AIM OF THE EXERCISE:
All lines in the data bearing the string "gate" should be identified and copied.

Data extracted from a collection
+ + + + + + +
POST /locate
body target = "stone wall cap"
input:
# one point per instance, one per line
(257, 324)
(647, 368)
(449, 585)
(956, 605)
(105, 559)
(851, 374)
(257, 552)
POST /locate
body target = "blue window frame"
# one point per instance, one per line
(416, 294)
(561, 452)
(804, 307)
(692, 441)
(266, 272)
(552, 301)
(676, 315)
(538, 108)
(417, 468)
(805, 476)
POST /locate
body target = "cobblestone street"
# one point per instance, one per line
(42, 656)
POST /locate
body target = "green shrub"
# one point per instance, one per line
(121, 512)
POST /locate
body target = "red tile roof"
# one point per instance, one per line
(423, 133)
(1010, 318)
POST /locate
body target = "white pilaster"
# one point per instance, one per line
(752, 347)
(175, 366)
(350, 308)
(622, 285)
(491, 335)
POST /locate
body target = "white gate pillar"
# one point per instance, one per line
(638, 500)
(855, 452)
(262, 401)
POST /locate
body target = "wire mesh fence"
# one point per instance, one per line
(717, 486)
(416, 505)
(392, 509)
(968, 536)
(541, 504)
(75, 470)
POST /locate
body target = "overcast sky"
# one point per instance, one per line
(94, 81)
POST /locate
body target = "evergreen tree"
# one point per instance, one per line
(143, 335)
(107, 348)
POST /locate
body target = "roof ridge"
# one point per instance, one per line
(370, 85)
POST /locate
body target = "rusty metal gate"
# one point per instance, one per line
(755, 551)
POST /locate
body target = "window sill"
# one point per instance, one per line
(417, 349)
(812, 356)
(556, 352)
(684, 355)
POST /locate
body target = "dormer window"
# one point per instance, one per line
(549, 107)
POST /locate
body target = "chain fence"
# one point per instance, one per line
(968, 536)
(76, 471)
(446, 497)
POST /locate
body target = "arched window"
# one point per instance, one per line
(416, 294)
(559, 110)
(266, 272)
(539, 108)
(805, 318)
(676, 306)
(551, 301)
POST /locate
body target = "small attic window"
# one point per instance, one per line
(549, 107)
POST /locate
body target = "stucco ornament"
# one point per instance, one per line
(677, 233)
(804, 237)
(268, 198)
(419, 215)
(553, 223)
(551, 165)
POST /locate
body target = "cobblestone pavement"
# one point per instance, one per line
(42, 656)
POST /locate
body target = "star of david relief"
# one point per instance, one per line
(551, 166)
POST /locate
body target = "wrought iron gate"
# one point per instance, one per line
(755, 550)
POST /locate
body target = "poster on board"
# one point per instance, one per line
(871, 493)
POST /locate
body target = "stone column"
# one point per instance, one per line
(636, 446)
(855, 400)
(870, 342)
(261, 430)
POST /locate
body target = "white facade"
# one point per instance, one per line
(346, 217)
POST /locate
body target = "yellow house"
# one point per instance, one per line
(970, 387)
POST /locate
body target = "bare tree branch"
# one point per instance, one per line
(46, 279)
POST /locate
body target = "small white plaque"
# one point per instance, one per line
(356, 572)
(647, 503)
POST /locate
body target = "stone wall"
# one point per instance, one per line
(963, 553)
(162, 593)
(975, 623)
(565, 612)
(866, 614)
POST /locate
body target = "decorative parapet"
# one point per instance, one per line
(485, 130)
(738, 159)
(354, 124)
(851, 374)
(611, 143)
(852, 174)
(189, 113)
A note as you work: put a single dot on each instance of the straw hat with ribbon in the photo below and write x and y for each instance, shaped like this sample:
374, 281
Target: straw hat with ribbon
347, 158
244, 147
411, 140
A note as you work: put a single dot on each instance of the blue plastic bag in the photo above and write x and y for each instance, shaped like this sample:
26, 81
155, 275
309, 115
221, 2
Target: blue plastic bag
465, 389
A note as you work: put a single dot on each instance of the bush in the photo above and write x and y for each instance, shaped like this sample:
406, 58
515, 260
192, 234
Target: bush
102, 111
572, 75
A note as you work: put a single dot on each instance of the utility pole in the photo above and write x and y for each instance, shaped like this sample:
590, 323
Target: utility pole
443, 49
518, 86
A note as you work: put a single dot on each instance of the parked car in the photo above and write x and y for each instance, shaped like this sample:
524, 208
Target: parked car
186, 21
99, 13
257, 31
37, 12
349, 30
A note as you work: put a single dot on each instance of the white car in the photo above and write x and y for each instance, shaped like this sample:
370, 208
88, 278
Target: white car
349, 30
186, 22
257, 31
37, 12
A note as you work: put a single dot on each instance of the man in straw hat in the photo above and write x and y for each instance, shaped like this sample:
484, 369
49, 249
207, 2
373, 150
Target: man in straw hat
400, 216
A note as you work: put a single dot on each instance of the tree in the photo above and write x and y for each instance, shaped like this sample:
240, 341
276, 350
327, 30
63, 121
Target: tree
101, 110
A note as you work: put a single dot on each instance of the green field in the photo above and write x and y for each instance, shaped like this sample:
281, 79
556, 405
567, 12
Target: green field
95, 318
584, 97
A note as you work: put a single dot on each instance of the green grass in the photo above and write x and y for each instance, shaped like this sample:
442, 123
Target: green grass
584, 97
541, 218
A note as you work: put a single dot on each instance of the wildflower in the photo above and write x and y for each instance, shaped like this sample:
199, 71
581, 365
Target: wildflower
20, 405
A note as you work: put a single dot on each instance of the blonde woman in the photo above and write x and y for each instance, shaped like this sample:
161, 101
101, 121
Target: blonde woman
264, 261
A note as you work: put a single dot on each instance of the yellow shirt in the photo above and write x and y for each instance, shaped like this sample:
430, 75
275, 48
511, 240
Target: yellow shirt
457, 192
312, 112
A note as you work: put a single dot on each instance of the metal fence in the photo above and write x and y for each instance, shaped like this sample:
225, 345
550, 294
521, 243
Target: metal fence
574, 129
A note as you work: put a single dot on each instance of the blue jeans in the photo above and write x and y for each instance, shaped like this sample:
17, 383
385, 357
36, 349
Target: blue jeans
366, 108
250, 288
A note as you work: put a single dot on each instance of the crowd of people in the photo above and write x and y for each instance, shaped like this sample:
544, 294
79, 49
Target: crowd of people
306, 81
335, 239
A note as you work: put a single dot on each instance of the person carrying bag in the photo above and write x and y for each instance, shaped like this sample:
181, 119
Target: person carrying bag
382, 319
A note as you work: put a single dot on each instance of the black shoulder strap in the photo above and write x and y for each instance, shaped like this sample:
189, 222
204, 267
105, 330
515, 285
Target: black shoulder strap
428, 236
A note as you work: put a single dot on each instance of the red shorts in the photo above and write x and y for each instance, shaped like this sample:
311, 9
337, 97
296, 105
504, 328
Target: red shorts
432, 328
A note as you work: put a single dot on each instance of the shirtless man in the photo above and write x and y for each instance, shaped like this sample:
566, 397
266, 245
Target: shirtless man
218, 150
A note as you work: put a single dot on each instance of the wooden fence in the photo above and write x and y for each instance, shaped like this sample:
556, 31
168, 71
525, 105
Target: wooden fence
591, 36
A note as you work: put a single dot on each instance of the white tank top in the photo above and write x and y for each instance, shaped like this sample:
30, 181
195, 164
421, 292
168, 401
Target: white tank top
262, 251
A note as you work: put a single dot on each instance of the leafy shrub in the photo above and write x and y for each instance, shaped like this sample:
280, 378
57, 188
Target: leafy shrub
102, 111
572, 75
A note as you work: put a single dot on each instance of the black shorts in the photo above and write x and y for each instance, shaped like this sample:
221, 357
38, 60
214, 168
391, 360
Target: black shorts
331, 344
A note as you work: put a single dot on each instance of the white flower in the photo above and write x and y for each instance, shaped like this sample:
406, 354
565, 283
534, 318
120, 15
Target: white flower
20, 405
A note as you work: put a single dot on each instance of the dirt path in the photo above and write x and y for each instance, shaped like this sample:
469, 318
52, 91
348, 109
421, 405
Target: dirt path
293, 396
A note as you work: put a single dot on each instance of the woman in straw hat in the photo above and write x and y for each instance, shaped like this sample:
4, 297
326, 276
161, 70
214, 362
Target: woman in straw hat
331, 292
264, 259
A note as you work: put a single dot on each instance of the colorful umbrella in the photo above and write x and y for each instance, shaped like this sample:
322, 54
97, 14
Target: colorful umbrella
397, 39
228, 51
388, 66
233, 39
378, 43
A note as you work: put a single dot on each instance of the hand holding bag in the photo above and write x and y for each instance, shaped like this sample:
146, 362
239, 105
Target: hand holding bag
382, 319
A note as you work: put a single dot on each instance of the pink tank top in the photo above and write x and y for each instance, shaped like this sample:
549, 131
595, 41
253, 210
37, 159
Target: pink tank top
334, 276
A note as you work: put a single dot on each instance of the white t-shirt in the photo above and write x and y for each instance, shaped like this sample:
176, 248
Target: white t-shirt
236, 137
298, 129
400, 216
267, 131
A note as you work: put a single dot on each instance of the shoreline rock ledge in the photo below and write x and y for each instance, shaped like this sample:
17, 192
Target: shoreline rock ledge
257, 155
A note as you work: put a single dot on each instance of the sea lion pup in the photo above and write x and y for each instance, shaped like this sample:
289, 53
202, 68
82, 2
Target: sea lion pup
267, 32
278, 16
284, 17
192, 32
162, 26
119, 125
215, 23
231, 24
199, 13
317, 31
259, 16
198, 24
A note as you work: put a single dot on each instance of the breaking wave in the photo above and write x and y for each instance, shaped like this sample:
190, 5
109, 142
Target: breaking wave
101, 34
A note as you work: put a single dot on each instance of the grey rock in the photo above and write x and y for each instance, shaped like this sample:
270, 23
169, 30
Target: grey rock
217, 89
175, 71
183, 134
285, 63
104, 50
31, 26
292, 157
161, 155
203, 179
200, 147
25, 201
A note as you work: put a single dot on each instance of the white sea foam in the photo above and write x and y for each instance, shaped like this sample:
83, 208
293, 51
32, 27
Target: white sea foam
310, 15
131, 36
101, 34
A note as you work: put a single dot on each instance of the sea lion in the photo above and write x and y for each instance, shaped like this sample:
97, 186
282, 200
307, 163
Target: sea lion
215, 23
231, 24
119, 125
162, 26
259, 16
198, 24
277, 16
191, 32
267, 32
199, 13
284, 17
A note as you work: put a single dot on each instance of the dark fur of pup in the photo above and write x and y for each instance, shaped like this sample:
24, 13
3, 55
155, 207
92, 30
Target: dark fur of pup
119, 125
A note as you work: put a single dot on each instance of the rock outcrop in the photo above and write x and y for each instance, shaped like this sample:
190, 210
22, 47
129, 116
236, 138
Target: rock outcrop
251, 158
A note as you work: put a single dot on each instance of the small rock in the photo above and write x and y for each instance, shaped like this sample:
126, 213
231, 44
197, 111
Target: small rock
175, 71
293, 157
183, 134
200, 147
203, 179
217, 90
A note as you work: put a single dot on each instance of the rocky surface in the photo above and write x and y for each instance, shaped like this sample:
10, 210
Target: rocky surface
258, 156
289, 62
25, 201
+ + + + + + +
RESULT FOR THIS TASK:
body target = "white gate pillar"
body target = "rusty metal gate"
body target = "wrought iron gate"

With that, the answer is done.